ASSIGNED TASK 1:
Transcribe the statement on international humanitarian law, starting at "2/ Secondly, respect" and ending at "in that regard.".
ASSIGNED TASK 2:
Which groups of people does the statement on international humanitarian law say must be protected? List them all.

SOURCE DOCUMENT Block Start

2/ Secondly, respect for international humanitarian law is binding on everyone and not negotiable.
I would like to recall two absolute priorities in that regard.
- The first is the need to protect civilians, including humanitarian and medical personnel. The fact that health infrastructure, in particular facilities that have been de-conflicted and schools, remain the targets of attacks in the north-west of the country is unacceptable. We strongly condemn the regime’s attack on an ambulance on 20 June in Maarat Al-Numan. Attacks on hospitals and health workers, which are part of the regime’s military strategy to forcibly reclaim areas beyond its control, constitute war crimes. I echo the remarks made by my German colleague: those crimes will not go unpunished. Furthermore, we take note of the letter from the United Nations to the Russian Federation and await Russia’s response. We must understand what that will mean for the United Nations de-confliction system.

SOURCE DOCUMENT Block End
LISTED ENTRIES Block Start

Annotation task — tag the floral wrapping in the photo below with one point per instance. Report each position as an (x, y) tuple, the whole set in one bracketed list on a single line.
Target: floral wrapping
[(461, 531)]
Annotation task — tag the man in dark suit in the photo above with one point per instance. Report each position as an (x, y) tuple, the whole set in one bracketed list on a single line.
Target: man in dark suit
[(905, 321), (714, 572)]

LISTED ENTRIES Block End
LISTED ENTRIES Block Start

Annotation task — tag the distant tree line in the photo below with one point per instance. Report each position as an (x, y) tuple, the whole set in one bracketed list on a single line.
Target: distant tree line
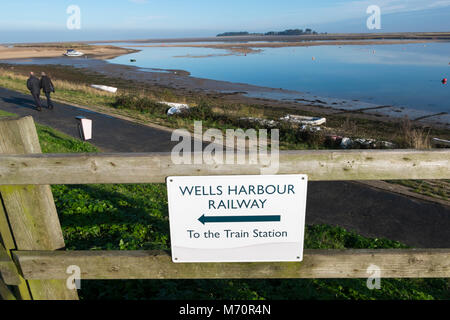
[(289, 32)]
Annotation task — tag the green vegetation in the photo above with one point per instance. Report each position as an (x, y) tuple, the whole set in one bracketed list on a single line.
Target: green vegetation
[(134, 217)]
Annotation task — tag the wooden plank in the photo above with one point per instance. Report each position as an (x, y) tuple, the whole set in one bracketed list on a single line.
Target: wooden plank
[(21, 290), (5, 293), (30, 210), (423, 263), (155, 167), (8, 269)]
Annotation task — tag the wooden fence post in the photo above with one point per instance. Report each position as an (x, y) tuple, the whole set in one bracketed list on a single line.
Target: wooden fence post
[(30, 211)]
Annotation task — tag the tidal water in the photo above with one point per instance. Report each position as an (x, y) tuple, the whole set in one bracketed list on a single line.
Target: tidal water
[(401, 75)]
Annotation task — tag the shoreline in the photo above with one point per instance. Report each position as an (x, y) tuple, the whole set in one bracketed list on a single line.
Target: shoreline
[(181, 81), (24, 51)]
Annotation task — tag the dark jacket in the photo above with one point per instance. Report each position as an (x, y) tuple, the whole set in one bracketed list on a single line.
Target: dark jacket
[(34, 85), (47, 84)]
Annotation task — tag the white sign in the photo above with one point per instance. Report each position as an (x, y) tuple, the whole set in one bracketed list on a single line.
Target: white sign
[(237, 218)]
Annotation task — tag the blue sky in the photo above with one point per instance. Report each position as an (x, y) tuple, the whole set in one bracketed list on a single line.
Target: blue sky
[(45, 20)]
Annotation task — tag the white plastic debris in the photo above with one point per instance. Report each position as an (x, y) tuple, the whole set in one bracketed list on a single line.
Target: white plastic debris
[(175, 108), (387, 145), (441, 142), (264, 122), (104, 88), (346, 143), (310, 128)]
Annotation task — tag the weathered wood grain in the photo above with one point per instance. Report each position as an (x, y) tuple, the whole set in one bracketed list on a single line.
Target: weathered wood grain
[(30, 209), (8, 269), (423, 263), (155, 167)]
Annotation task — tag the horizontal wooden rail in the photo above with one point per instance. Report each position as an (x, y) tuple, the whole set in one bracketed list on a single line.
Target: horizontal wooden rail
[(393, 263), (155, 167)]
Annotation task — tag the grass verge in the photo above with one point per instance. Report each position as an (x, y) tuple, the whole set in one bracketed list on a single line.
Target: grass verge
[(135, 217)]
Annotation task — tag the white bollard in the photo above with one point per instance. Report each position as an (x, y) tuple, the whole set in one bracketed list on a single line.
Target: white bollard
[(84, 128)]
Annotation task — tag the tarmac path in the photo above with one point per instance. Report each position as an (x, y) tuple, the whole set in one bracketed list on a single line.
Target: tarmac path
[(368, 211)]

LISTED ENTRIES Block End

FINAL ANSWER 1:
2/ Secondly, respect for international humanitarian law is binding on everyone and not negotiable.
I would like to recall two absolute priorities in that regard.

FINAL ANSWER 2:
- Civilians
- Humanitarian personnel
- Medical personnel